[SUPPLIED RECORDS]
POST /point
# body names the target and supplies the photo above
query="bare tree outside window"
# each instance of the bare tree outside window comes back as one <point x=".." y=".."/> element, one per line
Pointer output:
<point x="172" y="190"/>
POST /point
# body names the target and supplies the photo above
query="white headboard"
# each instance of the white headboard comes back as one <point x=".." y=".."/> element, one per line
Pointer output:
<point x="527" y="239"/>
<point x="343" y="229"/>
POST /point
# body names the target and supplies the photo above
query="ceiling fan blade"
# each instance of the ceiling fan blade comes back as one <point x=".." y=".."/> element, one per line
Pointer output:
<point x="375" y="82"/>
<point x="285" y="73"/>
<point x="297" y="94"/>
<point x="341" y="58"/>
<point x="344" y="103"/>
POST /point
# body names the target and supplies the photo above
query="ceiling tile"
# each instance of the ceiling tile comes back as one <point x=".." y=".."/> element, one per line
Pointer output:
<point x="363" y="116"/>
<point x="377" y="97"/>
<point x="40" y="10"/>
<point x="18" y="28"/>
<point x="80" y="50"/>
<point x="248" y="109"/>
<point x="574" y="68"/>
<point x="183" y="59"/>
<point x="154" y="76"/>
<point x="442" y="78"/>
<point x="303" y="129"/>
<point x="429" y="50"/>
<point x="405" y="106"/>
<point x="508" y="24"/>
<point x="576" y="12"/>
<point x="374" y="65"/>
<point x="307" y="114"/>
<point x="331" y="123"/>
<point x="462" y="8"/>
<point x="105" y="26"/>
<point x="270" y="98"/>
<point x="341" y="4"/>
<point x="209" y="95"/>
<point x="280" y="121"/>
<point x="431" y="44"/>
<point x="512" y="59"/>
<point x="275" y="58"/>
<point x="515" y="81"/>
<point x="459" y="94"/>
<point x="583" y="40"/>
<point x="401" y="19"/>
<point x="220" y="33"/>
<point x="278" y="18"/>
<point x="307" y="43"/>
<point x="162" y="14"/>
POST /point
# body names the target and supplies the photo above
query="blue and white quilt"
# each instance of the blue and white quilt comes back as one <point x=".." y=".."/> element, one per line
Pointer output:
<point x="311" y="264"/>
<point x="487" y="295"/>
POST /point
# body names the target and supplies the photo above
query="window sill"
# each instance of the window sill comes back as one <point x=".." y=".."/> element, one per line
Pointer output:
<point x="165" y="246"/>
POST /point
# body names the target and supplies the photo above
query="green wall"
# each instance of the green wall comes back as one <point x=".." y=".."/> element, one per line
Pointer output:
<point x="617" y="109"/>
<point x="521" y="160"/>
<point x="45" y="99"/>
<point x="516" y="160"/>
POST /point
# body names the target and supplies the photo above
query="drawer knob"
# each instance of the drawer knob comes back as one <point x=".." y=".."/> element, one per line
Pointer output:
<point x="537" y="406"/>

[WHAT TO WORK ON] Collect every line of the material above that contains the string "back", and copy each one out in full. Case counts.

[TASK RESULT]
# each instance of the bare tree outside window comes back as one <point x=".." y=".."/> element, one per line
# each instance of the white headboard comes back as one <point x=".." y=".."/> element, one per line
# each instance of the ceiling fan blade comes back as one <point x=".." y=".."/> element, one per line
# each instance of the ceiling tile comes back as one <point x=".." y=".."/> element, one per line
# each instance of the blue and white quilt comes back as one <point x=".." y=".."/> element, one per line
# each instance of the window sill comes back as one <point x=".." y=".."/> element, one per line
# each instance of the green wall comes back as one <point x=".." y=".."/> element, one per line
# each instance of the drawer knob comes back as one <point x=".." y=".."/> element, one per line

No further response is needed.